**What you have to do**
Render the part of the data that opens with the line containing "Provide the exact" and closes with the line containing "20L198 139L213 175L173" as a numbered list, one line per item, both of those lines included and any blank lines dropped.

#####

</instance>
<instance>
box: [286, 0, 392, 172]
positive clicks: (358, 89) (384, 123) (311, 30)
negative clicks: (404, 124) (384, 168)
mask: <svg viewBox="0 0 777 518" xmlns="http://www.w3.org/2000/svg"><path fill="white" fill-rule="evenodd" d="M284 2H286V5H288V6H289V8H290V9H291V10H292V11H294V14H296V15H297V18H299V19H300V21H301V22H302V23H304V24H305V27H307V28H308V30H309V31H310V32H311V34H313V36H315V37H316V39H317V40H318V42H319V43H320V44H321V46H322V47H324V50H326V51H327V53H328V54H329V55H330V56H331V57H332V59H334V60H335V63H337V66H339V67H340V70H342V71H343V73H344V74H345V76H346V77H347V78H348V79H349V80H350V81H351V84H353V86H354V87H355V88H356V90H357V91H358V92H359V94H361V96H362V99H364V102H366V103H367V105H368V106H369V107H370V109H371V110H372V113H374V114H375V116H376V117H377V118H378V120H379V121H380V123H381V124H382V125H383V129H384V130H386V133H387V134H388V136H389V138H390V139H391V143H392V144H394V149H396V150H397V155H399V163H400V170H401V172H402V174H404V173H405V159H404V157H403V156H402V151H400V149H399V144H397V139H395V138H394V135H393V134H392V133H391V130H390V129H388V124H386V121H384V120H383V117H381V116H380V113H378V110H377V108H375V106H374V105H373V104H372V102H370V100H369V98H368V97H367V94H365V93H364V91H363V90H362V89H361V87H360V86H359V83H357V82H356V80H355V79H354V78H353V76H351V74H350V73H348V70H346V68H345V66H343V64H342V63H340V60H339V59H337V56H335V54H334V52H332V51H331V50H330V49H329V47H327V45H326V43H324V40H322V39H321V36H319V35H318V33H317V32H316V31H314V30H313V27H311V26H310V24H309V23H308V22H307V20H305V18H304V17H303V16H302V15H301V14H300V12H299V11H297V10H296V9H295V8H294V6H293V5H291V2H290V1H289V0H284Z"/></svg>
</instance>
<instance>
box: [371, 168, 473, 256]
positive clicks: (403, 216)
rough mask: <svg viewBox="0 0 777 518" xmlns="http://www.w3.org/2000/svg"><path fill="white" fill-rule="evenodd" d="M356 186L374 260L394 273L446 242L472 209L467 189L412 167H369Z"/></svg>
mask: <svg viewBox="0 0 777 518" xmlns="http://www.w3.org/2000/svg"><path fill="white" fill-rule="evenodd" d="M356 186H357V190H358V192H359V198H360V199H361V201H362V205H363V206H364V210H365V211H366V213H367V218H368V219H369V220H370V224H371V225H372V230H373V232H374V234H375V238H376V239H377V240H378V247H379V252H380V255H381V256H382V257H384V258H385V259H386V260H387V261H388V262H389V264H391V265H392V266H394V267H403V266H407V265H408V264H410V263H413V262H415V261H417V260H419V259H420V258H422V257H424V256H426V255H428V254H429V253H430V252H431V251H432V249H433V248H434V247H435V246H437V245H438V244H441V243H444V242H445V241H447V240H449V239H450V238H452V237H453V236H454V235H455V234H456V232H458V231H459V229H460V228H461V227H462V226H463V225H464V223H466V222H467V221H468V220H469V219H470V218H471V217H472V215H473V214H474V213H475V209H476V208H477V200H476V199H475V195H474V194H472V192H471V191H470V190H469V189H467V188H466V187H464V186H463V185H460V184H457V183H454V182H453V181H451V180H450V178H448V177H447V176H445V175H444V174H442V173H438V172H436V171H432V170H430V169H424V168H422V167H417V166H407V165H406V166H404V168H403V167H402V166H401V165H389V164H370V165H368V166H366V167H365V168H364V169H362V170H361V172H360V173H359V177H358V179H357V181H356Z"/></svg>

#####

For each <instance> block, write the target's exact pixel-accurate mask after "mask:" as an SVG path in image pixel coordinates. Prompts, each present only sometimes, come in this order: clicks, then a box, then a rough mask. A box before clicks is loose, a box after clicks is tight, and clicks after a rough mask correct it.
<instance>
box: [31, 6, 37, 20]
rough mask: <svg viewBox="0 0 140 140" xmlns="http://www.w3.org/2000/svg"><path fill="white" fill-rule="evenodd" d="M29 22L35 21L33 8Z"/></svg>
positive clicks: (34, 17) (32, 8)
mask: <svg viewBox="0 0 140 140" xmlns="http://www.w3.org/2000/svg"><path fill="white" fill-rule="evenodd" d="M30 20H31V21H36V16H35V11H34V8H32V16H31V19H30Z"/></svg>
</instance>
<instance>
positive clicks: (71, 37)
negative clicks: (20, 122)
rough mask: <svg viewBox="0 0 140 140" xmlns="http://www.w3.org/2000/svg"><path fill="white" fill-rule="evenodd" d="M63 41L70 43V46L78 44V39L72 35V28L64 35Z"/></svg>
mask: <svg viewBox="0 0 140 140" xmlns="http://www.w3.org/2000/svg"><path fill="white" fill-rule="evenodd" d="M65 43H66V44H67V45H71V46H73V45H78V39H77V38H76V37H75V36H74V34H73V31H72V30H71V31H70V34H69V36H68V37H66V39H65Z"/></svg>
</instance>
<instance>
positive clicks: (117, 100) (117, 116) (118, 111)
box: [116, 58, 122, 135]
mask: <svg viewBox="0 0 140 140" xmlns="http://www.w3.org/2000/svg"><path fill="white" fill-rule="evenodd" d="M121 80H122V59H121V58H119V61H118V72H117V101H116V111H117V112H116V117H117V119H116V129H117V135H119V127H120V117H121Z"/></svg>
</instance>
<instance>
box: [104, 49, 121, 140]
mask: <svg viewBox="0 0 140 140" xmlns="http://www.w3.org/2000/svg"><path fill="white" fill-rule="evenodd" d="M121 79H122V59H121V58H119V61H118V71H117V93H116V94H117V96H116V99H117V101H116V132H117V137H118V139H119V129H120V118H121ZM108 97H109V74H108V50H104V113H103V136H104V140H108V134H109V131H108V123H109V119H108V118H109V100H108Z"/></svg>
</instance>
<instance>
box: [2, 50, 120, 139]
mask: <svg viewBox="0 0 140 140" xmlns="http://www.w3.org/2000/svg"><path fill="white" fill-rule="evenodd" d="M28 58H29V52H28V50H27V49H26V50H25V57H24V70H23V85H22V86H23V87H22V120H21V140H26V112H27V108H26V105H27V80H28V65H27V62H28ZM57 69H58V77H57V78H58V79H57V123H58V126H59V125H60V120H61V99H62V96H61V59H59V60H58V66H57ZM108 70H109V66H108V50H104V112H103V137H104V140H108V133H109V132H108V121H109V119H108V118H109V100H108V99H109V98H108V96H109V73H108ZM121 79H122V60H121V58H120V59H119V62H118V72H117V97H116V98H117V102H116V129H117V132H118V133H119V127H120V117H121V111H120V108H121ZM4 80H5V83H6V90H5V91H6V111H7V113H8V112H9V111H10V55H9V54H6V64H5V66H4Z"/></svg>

#####

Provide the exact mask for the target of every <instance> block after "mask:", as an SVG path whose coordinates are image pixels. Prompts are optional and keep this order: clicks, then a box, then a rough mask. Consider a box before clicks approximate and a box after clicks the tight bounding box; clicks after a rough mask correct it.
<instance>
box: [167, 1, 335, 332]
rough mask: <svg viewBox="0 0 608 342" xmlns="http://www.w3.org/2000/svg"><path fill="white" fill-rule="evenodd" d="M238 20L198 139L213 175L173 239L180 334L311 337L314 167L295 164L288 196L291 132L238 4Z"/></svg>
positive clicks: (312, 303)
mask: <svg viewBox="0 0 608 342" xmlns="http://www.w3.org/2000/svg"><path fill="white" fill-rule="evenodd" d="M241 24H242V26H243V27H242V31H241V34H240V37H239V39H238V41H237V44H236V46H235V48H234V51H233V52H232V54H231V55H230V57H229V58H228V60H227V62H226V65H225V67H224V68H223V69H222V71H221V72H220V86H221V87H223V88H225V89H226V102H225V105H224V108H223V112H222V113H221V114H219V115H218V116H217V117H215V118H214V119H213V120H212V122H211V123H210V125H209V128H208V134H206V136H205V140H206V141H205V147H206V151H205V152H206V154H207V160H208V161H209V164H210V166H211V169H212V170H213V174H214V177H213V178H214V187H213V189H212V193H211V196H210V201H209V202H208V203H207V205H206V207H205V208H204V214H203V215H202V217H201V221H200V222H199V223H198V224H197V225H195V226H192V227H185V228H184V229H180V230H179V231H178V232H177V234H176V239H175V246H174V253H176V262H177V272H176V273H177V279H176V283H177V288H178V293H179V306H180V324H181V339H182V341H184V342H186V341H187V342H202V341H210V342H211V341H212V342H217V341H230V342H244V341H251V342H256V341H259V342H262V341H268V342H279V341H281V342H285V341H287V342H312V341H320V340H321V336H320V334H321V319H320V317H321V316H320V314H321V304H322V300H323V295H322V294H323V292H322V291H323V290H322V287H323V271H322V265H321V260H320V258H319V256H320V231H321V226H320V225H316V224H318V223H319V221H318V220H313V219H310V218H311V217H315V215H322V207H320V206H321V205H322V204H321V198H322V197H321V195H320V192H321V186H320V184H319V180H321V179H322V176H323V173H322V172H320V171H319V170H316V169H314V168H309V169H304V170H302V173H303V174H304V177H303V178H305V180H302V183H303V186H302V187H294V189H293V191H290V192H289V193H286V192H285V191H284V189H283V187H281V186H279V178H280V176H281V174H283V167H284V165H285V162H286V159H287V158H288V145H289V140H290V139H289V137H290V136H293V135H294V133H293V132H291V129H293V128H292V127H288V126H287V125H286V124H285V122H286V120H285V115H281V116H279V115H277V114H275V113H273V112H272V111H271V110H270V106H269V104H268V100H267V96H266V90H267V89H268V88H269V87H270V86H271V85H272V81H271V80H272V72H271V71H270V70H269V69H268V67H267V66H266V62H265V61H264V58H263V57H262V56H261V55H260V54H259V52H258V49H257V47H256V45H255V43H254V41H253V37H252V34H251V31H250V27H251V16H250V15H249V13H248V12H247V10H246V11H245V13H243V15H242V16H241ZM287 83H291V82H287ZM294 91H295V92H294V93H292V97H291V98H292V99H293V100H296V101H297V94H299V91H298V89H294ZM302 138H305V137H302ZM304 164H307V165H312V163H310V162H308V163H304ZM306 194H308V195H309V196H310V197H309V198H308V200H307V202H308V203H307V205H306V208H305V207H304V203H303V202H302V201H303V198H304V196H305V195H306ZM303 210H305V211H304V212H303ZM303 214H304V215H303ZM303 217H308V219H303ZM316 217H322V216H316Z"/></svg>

#####

**Exercise result**
1. Provide the exact mask for the target of every <instance> block after "mask:", as an SVG path whose coordinates are image pixels. Prompts are optional and keep this order: clicks, then a box, then a rough mask. Consider a box before clicks approximate and a box after clicks the tight bounding box; clicks after a rough mask correct it.
2. <instance>
3. box: [167, 1, 335, 332]
4. rough mask: <svg viewBox="0 0 608 342" xmlns="http://www.w3.org/2000/svg"><path fill="white" fill-rule="evenodd" d="M238 20L198 139L213 175L173 239L180 334L311 337L314 167L295 164L288 196L291 132L238 4Z"/></svg>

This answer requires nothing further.